**Requirement**
Reproduce the items below without any change, starting at the line that contains "Could you please spot the cardboard" and ending with the final line of the items. Include both of those lines and nothing outside that span.

**Excerpted records**
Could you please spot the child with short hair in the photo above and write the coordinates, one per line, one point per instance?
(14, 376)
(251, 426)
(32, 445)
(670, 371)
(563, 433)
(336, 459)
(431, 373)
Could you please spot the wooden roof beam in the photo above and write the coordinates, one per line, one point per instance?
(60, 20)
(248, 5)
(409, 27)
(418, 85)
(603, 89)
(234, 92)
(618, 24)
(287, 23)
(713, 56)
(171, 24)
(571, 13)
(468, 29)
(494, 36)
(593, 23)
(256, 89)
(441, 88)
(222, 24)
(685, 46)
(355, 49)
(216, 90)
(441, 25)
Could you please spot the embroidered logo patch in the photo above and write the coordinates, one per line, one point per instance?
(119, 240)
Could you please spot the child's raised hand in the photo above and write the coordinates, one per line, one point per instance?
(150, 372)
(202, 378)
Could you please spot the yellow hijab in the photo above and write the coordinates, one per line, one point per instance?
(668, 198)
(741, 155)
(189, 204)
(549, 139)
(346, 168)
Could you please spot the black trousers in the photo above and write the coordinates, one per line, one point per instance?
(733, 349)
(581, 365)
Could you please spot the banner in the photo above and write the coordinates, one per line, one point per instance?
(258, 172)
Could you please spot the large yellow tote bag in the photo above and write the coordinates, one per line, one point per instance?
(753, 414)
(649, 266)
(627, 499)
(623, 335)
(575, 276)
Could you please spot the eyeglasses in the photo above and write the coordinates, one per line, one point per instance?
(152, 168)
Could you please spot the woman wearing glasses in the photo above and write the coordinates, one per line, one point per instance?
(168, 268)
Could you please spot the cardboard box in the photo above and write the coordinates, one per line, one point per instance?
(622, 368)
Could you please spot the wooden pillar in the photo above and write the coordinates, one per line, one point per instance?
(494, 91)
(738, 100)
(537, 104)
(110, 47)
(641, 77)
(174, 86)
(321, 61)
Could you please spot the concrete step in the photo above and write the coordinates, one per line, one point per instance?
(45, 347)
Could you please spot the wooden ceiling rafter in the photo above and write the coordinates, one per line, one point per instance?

**Answer to the task**
Could you please spot the cardboard box in the photo above and write the coordinates, one per line, one point per instance?
(622, 368)
Could you please spot the wooden pillar in the photo above and write the coordinates, one per line, one point per instance?
(494, 91)
(738, 100)
(537, 104)
(110, 47)
(641, 77)
(174, 86)
(321, 61)
Could you please spot the concrete step in the photo above and write the coordinates, one per line, one point per instance?
(45, 347)
Could you please spot the wooden ceiling rafter in the photo above and write the coordinates, one per line, one point per instance?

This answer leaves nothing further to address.